BEGIN Excerpted records

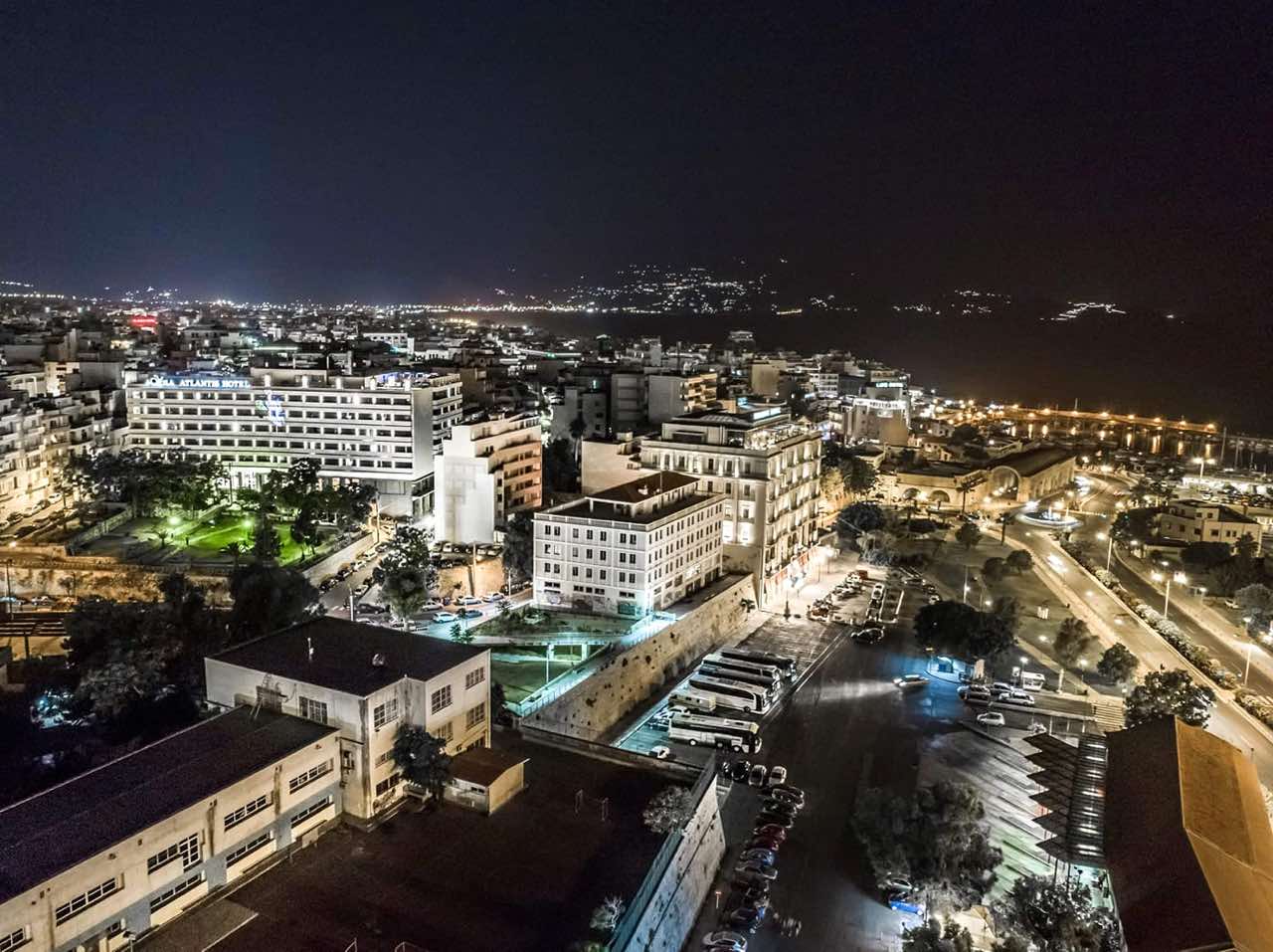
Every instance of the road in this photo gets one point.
(1110, 621)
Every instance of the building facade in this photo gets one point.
(631, 549)
(121, 850)
(366, 681)
(767, 468)
(487, 470)
(383, 431)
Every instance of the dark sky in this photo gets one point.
(421, 149)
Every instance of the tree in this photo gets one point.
(406, 590)
(939, 838)
(268, 598)
(423, 759)
(1255, 602)
(859, 476)
(968, 536)
(668, 810)
(1073, 641)
(1165, 693)
(932, 937)
(1117, 665)
(267, 545)
(518, 554)
(1018, 560)
(1058, 916)
(605, 916)
(560, 469)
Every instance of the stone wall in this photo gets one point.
(629, 677)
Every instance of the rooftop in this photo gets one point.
(1187, 841)
(342, 656)
(53, 832)
(527, 877)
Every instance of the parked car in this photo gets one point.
(910, 682)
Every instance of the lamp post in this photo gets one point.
(1109, 549)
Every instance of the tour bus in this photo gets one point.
(732, 673)
(771, 670)
(782, 662)
(716, 732)
(732, 693)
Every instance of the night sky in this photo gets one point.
(401, 151)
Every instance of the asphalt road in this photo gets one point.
(1106, 616)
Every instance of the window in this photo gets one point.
(73, 907)
(313, 710)
(249, 848)
(167, 896)
(385, 713)
(308, 777)
(236, 818)
(312, 810)
(440, 699)
(186, 850)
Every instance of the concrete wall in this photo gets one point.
(629, 677)
(669, 915)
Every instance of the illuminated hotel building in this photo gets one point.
(383, 431)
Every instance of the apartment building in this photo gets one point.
(1194, 520)
(385, 429)
(364, 681)
(676, 395)
(631, 549)
(121, 850)
(487, 470)
(767, 468)
(39, 434)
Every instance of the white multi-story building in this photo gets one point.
(768, 470)
(126, 847)
(39, 436)
(366, 681)
(631, 549)
(385, 431)
(486, 472)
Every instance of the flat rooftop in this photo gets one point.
(54, 830)
(527, 877)
(342, 656)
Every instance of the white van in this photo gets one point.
(1031, 679)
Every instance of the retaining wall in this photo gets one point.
(629, 677)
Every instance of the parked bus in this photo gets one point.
(732, 673)
(716, 732)
(691, 700)
(732, 693)
(782, 662)
(772, 670)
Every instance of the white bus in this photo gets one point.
(732, 673)
(772, 670)
(785, 664)
(732, 693)
(691, 700)
(716, 732)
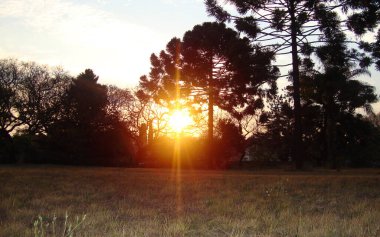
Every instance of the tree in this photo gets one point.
(214, 67)
(296, 27)
(9, 83)
(40, 93)
(336, 90)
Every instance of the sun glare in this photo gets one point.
(179, 120)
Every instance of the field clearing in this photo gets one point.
(154, 202)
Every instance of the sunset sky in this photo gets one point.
(113, 37)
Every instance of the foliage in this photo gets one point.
(297, 28)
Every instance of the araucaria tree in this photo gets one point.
(215, 67)
(296, 27)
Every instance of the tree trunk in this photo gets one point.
(330, 135)
(297, 142)
(210, 134)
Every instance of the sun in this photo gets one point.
(179, 120)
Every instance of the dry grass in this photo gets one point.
(144, 202)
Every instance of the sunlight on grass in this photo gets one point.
(151, 202)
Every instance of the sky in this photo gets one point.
(115, 38)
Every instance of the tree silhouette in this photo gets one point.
(295, 27)
(9, 83)
(214, 67)
(336, 90)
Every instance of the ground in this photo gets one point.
(34, 201)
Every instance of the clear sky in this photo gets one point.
(113, 37)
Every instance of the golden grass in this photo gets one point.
(149, 202)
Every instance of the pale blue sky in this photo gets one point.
(113, 37)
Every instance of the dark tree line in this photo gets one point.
(298, 28)
(228, 81)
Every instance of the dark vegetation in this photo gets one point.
(228, 80)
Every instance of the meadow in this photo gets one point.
(45, 200)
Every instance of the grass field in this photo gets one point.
(148, 202)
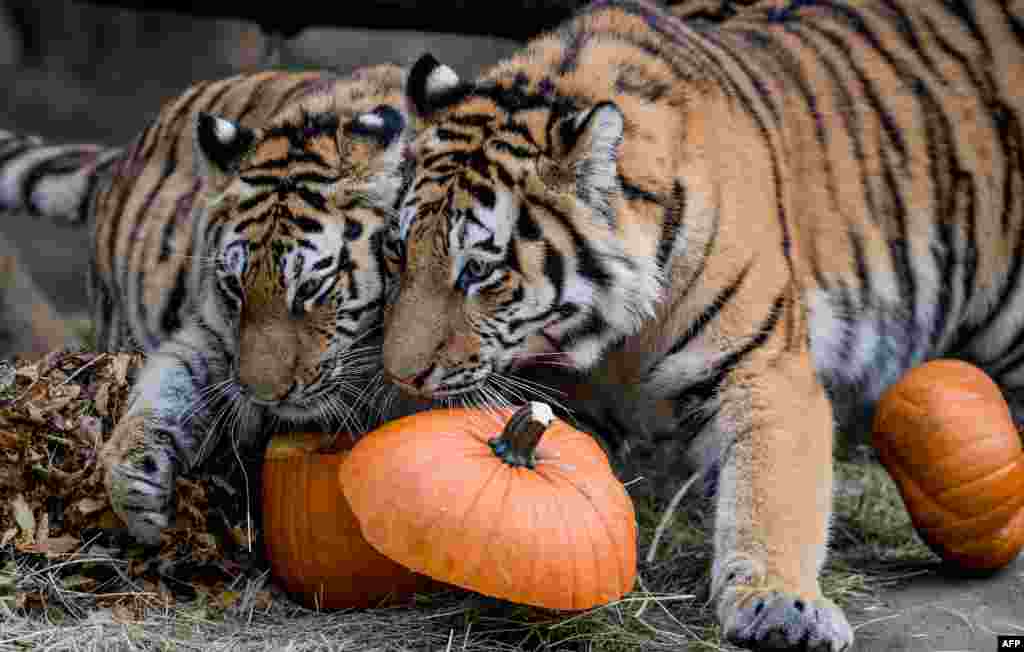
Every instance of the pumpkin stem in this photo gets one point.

END Excerpted records

# Problem details:
Write out again every line of the listing from the one holding "Every instance of the dark tree" through the end of the listing, inclusive. Leave the pictures out.

# Worked solution:
Every instance of the dark tree line in this photo gets one point.
(298, 28)
(228, 81)
Every instance of the dark vegetation in this photo gets one point.
(228, 80)
Every instance of the meadow in this photo gets one point.
(45, 200)
Every instance of the grass field in this photo gets one point.
(148, 202)
Every instance of the pumpkin stem in this photo gets one point.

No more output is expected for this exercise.